## Provided data
☆ ☆ ☆

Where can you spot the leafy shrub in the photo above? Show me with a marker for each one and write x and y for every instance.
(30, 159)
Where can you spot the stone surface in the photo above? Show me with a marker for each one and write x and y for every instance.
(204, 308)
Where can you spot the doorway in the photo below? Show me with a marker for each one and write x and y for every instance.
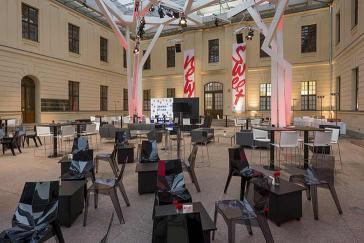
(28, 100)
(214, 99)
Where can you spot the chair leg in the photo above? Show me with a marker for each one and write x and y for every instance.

☆ ☆ ☆

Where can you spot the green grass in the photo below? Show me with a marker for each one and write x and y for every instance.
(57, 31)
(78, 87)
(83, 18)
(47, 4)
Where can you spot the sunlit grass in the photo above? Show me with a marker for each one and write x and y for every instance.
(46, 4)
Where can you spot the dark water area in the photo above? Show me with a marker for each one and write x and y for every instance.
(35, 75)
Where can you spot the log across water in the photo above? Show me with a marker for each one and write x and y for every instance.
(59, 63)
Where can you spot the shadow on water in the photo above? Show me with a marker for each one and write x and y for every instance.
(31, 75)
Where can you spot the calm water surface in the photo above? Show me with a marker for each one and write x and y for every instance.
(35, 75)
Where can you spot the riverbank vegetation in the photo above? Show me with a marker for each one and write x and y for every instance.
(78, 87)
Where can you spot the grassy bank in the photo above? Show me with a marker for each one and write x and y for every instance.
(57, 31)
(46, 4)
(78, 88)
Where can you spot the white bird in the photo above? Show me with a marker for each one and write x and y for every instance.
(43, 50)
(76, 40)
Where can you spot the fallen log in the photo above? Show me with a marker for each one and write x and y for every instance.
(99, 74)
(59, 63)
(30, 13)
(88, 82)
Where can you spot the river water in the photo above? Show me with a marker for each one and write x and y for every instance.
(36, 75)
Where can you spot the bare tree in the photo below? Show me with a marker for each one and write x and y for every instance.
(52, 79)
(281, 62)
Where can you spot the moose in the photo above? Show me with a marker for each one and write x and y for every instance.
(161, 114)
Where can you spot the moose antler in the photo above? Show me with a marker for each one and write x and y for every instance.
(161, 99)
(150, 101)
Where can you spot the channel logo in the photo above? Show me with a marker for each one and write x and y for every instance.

☆ ☆ ☆

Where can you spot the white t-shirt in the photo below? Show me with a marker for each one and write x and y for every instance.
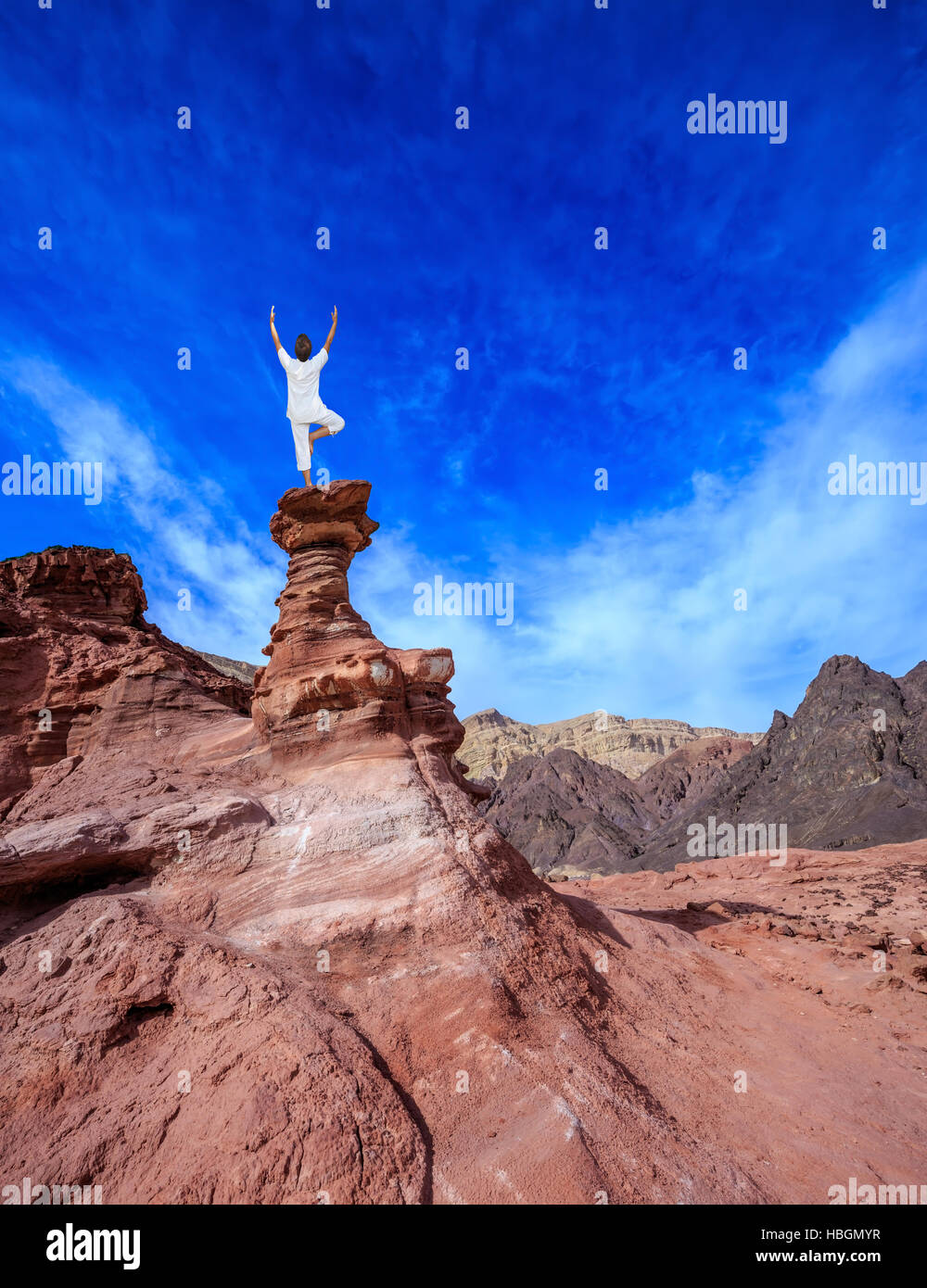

☆ ☆ ☆

## Try it
Scan the listing above for the line that has "Where can you spot the sunlit", then copy exactly from that line through the line that has "Where can you spot the channel".

## Response
Where can you spot the sunlit grass in the photo above? Show me with a marker for each one and write x and y for every instance.
(46, 4)
Where can you spot the dark water area in the photo above? Show me with a marker for each one and write x and y for every instance.
(35, 75)
Where can you spot the log across water in the photo above? Show me with a marker for each one and write x and y for every instance.
(59, 63)
Where can you spot the shadow on water in the photo above? Show me with a marker for each one and write x and y for every instance.
(31, 75)
Where can you spot the calm water surface in the photo above? Show me with a marker for each one and write x and y for every instance.
(35, 75)
Where can you spot the riverbank vegetation in the photo above? Show me with a marker for each one and write x and y for every instance.
(78, 87)
Where can you spot the grassy bank in the photo above? Show me with a marker for each one and write x and y for every instance.
(57, 31)
(46, 4)
(78, 88)
Where can you spot the white bird in the photo above? Show me with a marker for each one and write x and y for every instance.
(43, 50)
(76, 40)
Where can you spot the fallen log in the photo above? Show me with a marker for each one and write x and y for every instance.
(99, 74)
(59, 63)
(30, 13)
(88, 82)
Where can you spot the river water in the photo above? Show me with a marker for each one and write x and y for every instance.
(36, 75)
Where can you spot the bare tree in the photo below? Show me with a marker for each one and write x and y for every instance.
(52, 79)
(281, 62)
Where can you spot the moose in the photo above? Show me with a marker for each one and write x and y for every instance.
(161, 114)
Where can you spot the moose antler in the photo above? Show me with a marker for each one and write x and y for every instance.
(161, 99)
(150, 101)
Where can you spot the channel logo in the photo above? Show me with a marker for each one and write x and y for every instance.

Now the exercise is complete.